**Fragmento del texto**:
--- --- ---
Por poner un ejemplo relativo al problema de los registros sonoros: un compositor de la importancia de Ramón Barce —todo un clásico de la Generación de 1951— contaba en 1983 con unas 65 obras, de las que sólo cinco estaban disponibles en disco. Sin embargo, RNE tenía grabadas más de la mitad de su catálogo.Pero los investigadores no tenían acceso regulado a estos fondos.
Así que un día el profesor Emilio Casares, que era mi director de tesis, concertó una cita con Enrique Franco y fuimos ambos a Prado del Rey con la idea de solicitar un permiso para acceder a esas grabaciones del archivo de la emisora. El director de Radio 2, Enrique Franco, ofreció una particular solución para esta petición.
--- --- ---
**Entradas del conjunto**:
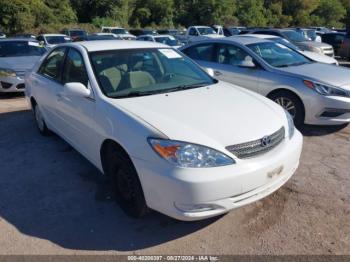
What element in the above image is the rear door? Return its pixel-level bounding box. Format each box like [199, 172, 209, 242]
[31, 47, 67, 132]
[56, 48, 99, 160]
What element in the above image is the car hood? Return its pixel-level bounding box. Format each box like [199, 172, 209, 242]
[117, 34, 136, 39]
[111, 82, 286, 149]
[0, 56, 41, 71]
[201, 34, 223, 38]
[301, 51, 337, 64]
[278, 63, 350, 90]
[295, 41, 332, 48]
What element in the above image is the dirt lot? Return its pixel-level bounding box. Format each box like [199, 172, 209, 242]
[0, 93, 350, 254]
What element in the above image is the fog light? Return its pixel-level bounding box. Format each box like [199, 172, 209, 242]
[174, 203, 218, 213]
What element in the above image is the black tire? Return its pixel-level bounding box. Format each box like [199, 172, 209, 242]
[33, 103, 51, 136]
[104, 146, 148, 218]
[269, 90, 305, 126]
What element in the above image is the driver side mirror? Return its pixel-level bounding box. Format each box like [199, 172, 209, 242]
[63, 82, 91, 98]
[238, 56, 256, 68]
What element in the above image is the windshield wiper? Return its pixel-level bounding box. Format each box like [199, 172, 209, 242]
[113, 83, 207, 98]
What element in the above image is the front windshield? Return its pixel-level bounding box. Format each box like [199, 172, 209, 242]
[283, 31, 307, 42]
[154, 36, 181, 46]
[90, 48, 216, 98]
[45, 36, 71, 45]
[0, 41, 46, 57]
[197, 27, 216, 35]
[248, 42, 311, 67]
[111, 28, 128, 35]
[267, 37, 301, 51]
[70, 30, 86, 36]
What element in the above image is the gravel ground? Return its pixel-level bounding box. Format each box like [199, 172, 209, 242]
[0, 95, 350, 255]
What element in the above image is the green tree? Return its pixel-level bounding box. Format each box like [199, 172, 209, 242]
[237, 0, 268, 26]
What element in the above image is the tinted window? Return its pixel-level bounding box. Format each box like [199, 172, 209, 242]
[188, 28, 197, 35]
[39, 48, 66, 81]
[248, 42, 311, 67]
[216, 44, 251, 66]
[0, 41, 46, 57]
[62, 49, 89, 86]
[184, 43, 214, 61]
[46, 36, 71, 44]
[253, 31, 281, 36]
[91, 49, 215, 98]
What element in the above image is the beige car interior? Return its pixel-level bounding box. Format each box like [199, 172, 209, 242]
[98, 54, 156, 93]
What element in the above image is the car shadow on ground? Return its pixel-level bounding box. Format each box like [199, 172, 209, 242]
[298, 124, 348, 136]
[0, 111, 218, 251]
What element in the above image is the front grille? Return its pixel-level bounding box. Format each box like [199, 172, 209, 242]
[226, 127, 285, 158]
[16, 83, 25, 89]
[0, 81, 12, 89]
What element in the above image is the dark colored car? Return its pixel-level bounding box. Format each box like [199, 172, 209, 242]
[61, 29, 88, 42]
[129, 29, 157, 36]
[15, 33, 36, 39]
[321, 33, 350, 59]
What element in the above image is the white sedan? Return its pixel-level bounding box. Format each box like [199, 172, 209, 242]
[26, 40, 302, 220]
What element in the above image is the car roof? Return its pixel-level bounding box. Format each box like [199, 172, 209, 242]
[224, 36, 270, 45]
[65, 40, 169, 52]
[0, 37, 38, 42]
[239, 34, 281, 39]
[41, 34, 68, 37]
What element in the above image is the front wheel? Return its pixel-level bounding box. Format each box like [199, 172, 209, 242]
[269, 91, 305, 126]
[105, 146, 148, 218]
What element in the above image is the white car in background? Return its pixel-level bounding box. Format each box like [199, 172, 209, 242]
[36, 34, 72, 48]
[101, 26, 136, 40]
[26, 40, 302, 220]
[0, 38, 46, 93]
[240, 34, 339, 66]
[136, 35, 183, 48]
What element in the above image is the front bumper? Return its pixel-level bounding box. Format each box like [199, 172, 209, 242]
[0, 76, 25, 93]
[305, 94, 350, 125]
[132, 131, 302, 221]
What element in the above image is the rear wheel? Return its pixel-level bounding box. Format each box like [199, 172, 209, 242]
[269, 91, 305, 126]
[104, 144, 148, 218]
[33, 104, 50, 136]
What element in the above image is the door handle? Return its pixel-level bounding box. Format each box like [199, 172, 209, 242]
[214, 71, 222, 76]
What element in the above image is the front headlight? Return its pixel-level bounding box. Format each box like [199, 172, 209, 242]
[310, 46, 323, 54]
[0, 68, 16, 77]
[284, 110, 295, 139]
[303, 80, 350, 97]
[148, 138, 235, 168]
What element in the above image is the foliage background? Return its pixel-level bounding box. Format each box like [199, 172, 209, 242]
[0, 0, 350, 34]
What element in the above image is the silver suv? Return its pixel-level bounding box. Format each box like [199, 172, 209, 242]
[250, 29, 334, 57]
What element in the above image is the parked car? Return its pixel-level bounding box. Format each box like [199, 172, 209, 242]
[322, 33, 350, 59]
[15, 33, 36, 39]
[36, 34, 72, 48]
[294, 27, 322, 42]
[310, 26, 334, 34]
[86, 33, 124, 41]
[129, 29, 158, 36]
[240, 34, 339, 66]
[101, 26, 136, 40]
[26, 41, 302, 220]
[224, 26, 247, 36]
[180, 36, 350, 125]
[250, 29, 334, 57]
[157, 29, 180, 36]
[0, 38, 46, 93]
[61, 28, 88, 42]
[137, 35, 182, 48]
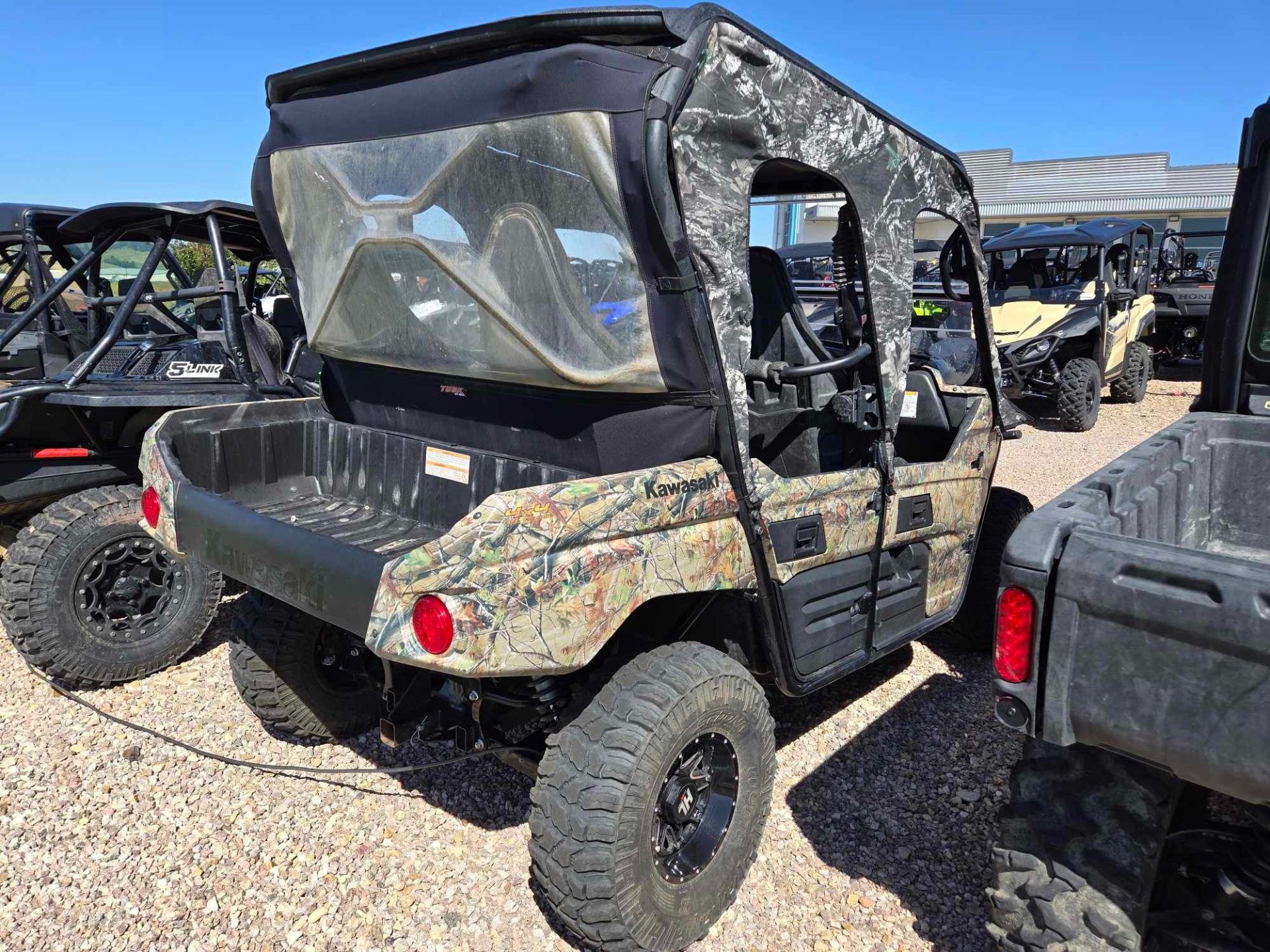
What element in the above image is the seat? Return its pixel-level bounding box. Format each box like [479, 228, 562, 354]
[749, 246, 816, 367]
[1006, 249, 1048, 290]
[749, 247, 845, 476]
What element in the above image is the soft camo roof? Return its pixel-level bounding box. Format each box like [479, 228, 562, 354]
[253, 4, 995, 439]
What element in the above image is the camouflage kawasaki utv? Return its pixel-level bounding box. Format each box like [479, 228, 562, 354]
[144, 7, 1026, 949]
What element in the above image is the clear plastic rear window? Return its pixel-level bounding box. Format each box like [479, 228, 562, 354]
[271, 112, 665, 391]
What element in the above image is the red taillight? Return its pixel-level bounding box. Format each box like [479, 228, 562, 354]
[410, 595, 454, 655]
[141, 486, 161, 530]
[30, 447, 93, 459]
[992, 588, 1037, 684]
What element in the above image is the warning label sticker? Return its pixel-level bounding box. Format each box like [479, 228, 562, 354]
[423, 447, 472, 483]
[899, 389, 917, 419]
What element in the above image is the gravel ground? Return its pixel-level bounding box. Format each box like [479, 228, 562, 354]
[0, 374, 1198, 952]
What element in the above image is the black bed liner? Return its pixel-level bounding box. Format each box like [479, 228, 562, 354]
[157, 400, 579, 633]
[997, 413, 1270, 802]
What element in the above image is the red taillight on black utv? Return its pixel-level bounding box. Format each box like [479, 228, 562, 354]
[992, 586, 1037, 684]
--- --- ---
**Instrucciones de tareas**:
1: Según el fragmento del texto, ¿cuántas obras de Ramón Barce estaban disponibles en disco en 1983?
2: Redimensiona las entradas desde la línea que contiene "What element in the above image is the red taillight on" hasta el final de las entradas, ambos extremos incluidos, y reescribe esas líneas completas sin omitir ninguna. Multiplica por 0,25 las coordenadas de los recuadros delimitadores dados como resultado, pero no las del formato de muestra, y redondea a enteros con las mitades hacia arriba.
El texto y las entradas no guardan relación entre sí.

**Respuestas**:
1: Cinco.

2:
What element in the above image is the red taillight on black utv? Return its pixel-level bounding box. Format each box like [479, 228, 562, 354]
[248, 147, 259, 171]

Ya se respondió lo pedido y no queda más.